Would you retype every record below exactly as written?

══ Given data

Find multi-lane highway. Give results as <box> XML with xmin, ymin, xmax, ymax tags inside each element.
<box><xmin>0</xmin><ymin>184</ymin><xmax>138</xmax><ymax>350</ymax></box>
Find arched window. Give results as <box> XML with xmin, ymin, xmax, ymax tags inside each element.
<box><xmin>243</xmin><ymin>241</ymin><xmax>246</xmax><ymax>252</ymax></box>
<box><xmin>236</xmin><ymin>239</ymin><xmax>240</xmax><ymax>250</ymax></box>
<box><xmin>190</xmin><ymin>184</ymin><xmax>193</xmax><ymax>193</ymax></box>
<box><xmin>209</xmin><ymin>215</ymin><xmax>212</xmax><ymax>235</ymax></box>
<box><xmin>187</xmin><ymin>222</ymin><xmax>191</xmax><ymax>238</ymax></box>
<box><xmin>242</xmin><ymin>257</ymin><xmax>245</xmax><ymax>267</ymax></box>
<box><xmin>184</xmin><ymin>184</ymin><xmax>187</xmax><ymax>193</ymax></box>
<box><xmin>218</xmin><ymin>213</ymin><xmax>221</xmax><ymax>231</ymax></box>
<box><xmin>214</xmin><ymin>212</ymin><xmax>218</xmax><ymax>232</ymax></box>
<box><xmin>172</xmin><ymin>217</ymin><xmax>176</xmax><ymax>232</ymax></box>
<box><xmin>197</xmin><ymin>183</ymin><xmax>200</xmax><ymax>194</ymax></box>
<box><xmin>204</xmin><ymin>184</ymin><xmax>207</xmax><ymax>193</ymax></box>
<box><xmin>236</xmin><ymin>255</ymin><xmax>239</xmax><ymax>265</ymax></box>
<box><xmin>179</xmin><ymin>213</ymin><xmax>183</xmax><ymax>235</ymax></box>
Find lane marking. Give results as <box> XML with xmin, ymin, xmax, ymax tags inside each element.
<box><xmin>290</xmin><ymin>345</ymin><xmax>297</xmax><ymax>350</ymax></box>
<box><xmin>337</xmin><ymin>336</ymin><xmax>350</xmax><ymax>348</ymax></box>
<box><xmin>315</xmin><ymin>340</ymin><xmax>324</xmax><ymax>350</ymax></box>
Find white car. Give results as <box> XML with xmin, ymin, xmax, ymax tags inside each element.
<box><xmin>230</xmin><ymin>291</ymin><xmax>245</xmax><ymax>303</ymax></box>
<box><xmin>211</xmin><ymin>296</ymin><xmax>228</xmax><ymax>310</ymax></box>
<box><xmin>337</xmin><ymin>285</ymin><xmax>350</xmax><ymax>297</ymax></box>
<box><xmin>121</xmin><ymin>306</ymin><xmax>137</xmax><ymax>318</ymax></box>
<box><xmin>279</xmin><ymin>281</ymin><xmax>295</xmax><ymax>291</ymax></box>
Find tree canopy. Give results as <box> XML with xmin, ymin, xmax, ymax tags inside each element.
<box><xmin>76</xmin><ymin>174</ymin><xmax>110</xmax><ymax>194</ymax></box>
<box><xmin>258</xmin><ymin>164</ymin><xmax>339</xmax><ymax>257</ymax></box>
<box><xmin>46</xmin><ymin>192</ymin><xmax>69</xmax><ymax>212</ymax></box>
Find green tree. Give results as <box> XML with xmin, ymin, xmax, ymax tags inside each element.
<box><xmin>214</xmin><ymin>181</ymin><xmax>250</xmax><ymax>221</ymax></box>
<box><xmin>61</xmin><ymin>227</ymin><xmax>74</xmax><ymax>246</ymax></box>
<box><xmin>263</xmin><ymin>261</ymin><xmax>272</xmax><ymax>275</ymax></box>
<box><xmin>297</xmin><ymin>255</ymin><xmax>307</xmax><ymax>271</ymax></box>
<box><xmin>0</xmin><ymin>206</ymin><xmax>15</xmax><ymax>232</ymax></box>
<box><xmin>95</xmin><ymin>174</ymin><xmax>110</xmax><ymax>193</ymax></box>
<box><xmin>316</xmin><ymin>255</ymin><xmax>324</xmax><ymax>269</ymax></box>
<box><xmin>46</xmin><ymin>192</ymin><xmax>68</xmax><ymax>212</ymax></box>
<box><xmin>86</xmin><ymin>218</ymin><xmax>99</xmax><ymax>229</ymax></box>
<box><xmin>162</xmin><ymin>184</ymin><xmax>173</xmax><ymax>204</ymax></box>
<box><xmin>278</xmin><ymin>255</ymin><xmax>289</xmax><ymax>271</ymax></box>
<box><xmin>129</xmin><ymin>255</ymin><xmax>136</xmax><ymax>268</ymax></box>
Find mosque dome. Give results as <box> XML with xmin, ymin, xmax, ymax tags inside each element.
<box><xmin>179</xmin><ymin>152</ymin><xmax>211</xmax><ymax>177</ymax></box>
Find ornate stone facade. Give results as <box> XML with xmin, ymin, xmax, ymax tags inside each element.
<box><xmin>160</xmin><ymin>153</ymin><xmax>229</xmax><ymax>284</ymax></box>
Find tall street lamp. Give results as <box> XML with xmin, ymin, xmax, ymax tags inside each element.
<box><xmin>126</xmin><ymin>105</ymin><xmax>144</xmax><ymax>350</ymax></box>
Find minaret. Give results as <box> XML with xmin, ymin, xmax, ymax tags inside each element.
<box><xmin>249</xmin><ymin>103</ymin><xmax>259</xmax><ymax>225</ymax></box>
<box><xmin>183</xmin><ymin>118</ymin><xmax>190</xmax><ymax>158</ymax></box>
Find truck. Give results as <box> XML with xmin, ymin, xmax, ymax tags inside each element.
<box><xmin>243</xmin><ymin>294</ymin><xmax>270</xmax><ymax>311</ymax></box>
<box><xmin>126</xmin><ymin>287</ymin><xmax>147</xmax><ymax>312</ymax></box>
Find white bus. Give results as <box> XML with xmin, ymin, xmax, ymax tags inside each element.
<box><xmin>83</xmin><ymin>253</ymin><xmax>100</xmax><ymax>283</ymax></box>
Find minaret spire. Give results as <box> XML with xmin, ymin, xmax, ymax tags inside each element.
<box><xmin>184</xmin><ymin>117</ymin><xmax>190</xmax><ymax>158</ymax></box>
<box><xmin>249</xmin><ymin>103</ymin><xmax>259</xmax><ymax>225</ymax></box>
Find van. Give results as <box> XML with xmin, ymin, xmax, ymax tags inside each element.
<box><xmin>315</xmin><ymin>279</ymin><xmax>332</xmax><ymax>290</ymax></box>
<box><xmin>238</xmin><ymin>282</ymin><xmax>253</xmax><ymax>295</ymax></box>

════

-- Solution to this exercise --
Find multi-lane highway. Give results as <box> XML with xmin, ymin, xmax, ymax tags inside each element.
<box><xmin>0</xmin><ymin>184</ymin><xmax>138</xmax><ymax>350</ymax></box>
Find arched window. Give results as <box> XML with xmin, ymin, xmax, ymax tags inside each element.
<box><xmin>243</xmin><ymin>241</ymin><xmax>246</xmax><ymax>252</ymax></box>
<box><xmin>236</xmin><ymin>239</ymin><xmax>240</xmax><ymax>250</ymax></box>
<box><xmin>190</xmin><ymin>184</ymin><xmax>193</xmax><ymax>193</ymax></box>
<box><xmin>209</xmin><ymin>215</ymin><xmax>212</xmax><ymax>235</ymax></box>
<box><xmin>187</xmin><ymin>222</ymin><xmax>191</xmax><ymax>238</ymax></box>
<box><xmin>242</xmin><ymin>257</ymin><xmax>245</xmax><ymax>267</ymax></box>
<box><xmin>184</xmin><ymin>184</ymin><xmax>187</xmax><ymax>193</ymax></box>
<box><xmin>218</xmin><ymin>213</ymin><xmax>221</xmax><ymax>231</ymax></box>
<box><xmin>214</xmin><ymin>212</ymin><xmax>218</xmax><ymax>232</ymax></box>
<box><xmin>172</xmin><ymin>217</ymin><xmax>176</xmax><ymax>232</ymax></box>
<box><xmin>197</xmin><ymin>183</ymin><xmax>200</xmax><ymax>194</ymax></box>
<box><xmin>204</xmin><ymin>184</ymin><xmax>207</xmax><ymax>193</ymax></box>
<box><xmin>236</xmin><ymin>255</ymin><xmax>239</xmax><ymax>265</ymax></box>
<box><xmin>179</xmin><ymin>213</ymin><xmax>183</xmax><ymax>235</ymax></box>
Find lane marking. Give results as <box> XML with xmin, ymin, xmax, ymax tags inside each element.
<box><xmin>290</xmin><ymin>345</ymin><xmax>297</xmax><ymax>350</ymax></box>
<box><xmin>337</xmin><ymin>336</ymin><xmax>350</xmax><ymax>348</ymax></box>
<box><xmin>315</xmin><ymin>340</ymin><xmax>324</xmax><ymax>350</ymax></box>
Find white car. Give results as <box> XML with xmin, ymin, xmax, ymax tags inside each element.
<box><xmin>230</xmin><ymin>291</ymin><xmax>245</xmax><ymax>303</ymax></box>
<box><xmin>211</xmin><ymin>296</ymin><xmax>228</xmax><ymax>310</ymax></box>
<box><xmin>337</xmin><ymin>285</ymin><xmax>350</xmax><ymax>297</ymax></box>
<box><xmin>121</xmin><ymin>306</ymin><xmax>137</xmax><ymax>318</ymax></box>
<box><xmin>279</xmin><ymin>281</ymin><xmax>295</xmax><ymax>291</ymax></box>
Find tree canopy. Give results as <box> XML with xmin, ymin, xmax, ymax tags inside each element.
<box><xmin>76</xmin><ymin>174</ymin><xmax>110</xmax><ymax>194</ymax></box>
<box><xmin>258</xmin><ymin>164</ymin><xmax>339</xmax><ymax>257</ymax></box>
<box><xmin>46</xmin><ymin>192</ymin><xmax>69</xmax><ymax>212</ymax></box>
Find green tree. Give results as <box> XML with xmin, ymin, xmax, ymax tags inside each element.
<box><xmin>214</xmin><ymin>181</ymin><xmax>250</xmax><ymax>221</ymax></box>
<box><xmin>61</xmin><ymin>227</ymin><xmax>74</xmax><ymax>246</ymax></box>
<box><xmin>263</xmin><ymin>261</ymin><xmax>272</xmax><ymax>275</ymax></box>
<box><xmin>297</xmin><ymin>255</ymin><xmax>307</xmax><ymax>271</ymax></box>
<box><xmin>0</xmin><ymin>206</ymin><xmax>15</xmax><ymax>232</ymax></box>
<box><xmin>95</xmin><ymin>174</ymin><xmax>110</xmax><ymax>193</ymax></box>
<box><xmin>316</xmin><ymin>255</ymin><xmax>324</xmax><ymax>269</ymax></box>
<box><xmin>46</xmin><ymin>192</ymin><xmax>68</xmax><ymax>212</ymax></box>
<box><xmin>86</xmin><ymin>218</ymin><xmax>99</xmax><ymax>229</ymax></box>
<box><xmin>162</xmin><ymin>184</ymin><xmax>173</xmax><ymax>204</ymax></box>
<box><xmin>278</xmin><ymin>255</ymin><xmax>289</xmax><ymax>271</ymax></box>
<box><xmin>129</xmin><ymin>255</ymin><xmax>136</xmax><ymax>268</ymax></box>
Find mosque dome. Give results as <box> XML with xmin, ymin, xmax, ymax tags inside each element.
<box><xmin>179</xmin><ymin>152</ymin><xmax>211</xmax><ymax>177</ymax></box>
Find ornate stone facade. Give results as <box> XML with xmin, ymin, xmax, ymax tags inside each element.
<box><xmin>160</xmin><ymin>153</ymin><xmax>229</xmax><ymax>284</ymax></box>
Find tall street lamp. Give results as <box> XML with xmin, ymin, xmax, ymax tags inside each element.
<box><xmin>126</xmin><ymin>105</ymin><xmax>144</xmax><ymax>350</ymax></box>
Find minaret. Give results as <box> XML with xmin, ymin, xmax, ymax tags inside each element.
<box><xmin>249</xmin><ymin>103</ymin><xmax>259</xmax><ymax>225</ymax></box>
<box><xmin>183</xmin><ymin>118</ymin><xmax>190</xmax><ymax>158</ymax></box>
Find truck. Give results as <box> XML with xmin, ymin, xmax, ymax tags inside each element.
<box><xmin>243</xmin><ymin>294</ymin><xmax>270</xmax><ymax>311</ymax></box>
<box><xmin>126</xmin><ymin>287</ymin><xmax>147</xmax><ymax>312</ymax></box>
Find white bus. Give results as <box> XML with xmin, ymin, xmax, ymax tags inside each element.
<box><xmin>83</xmin><ymin>253</ymin><xmax>100</xmax><ymax>283</ymax></box>
Find minaret spire. Give results as <box> XML with xmin, ymin, xmax, ymax tags inside each element.
<box><xmin>184</xmin><ymin>117</ymin><xmax>190</xmax><ymax>158</ymax></box>
<box><xmin>249</xmin><ymin>103</ymin><xmax>259</xmax><ymax>225</ymax></box>
Find van. Give results as <box> XML with xmin, ymin, xmax, ymax tags inside each element.
<box><xmin>315</xmin><ymin>279</ymin><xmax>332</xmax><ymax>290</ymax></box>
<box><xmin>238</xmin><ymin>282</ymin><xmax>253</xmax><ymax>295</ymax></box>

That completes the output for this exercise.